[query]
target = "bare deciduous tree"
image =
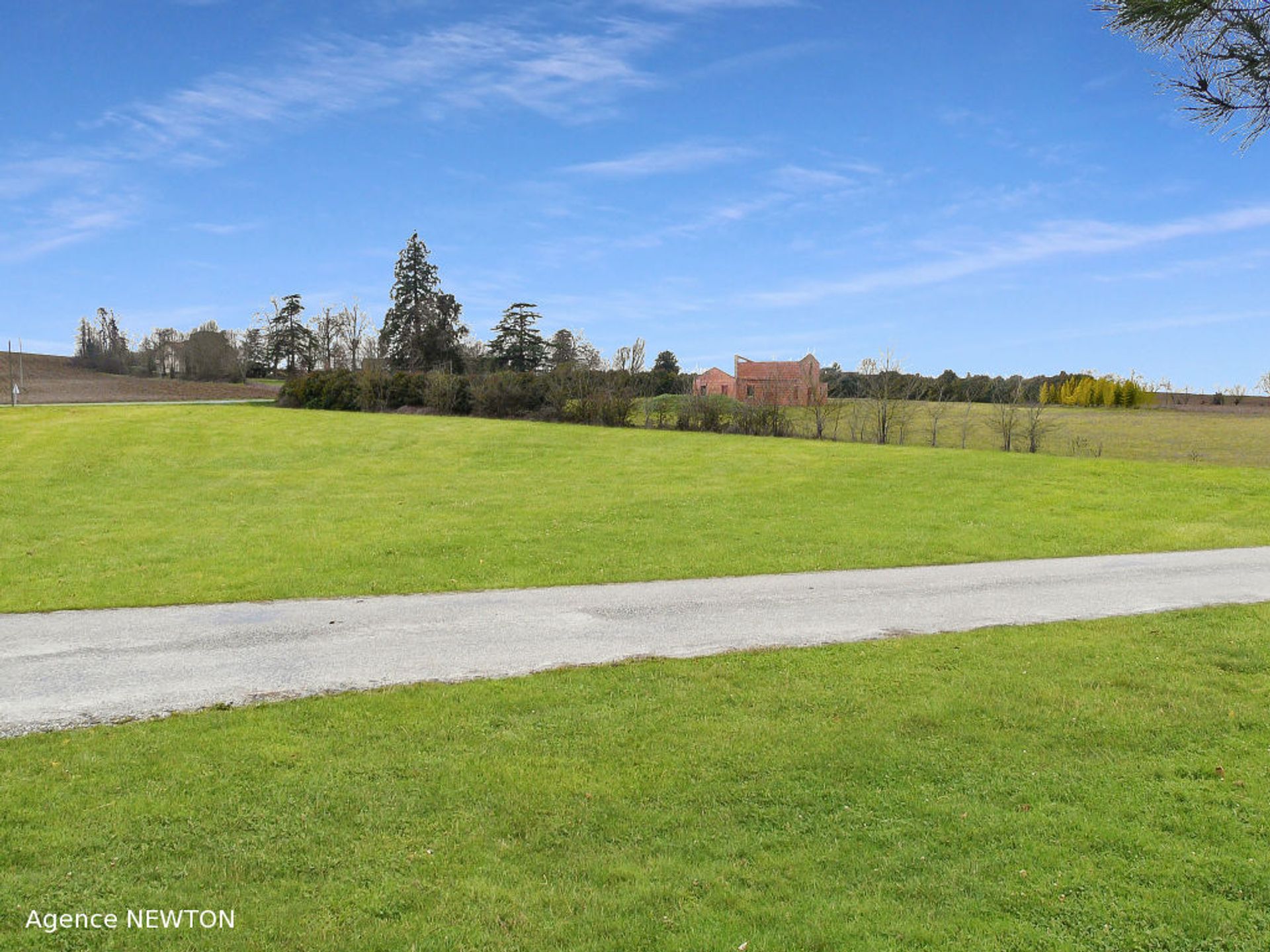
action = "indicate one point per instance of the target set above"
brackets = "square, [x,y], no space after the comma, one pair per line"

____________

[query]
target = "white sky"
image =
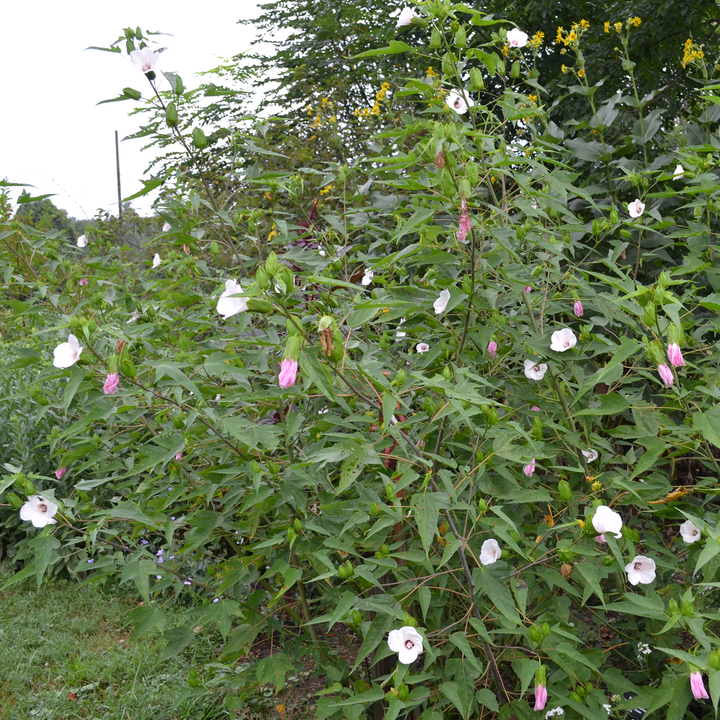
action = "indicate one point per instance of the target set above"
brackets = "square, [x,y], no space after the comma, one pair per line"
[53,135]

____________

All lines in the records that contain "target" are to be copied and returned.

target = "bare deciduous tree"
action = "indicate one point per instance of the target set above"
target = "white sky"
action = "indicate one point per instance of the target set above"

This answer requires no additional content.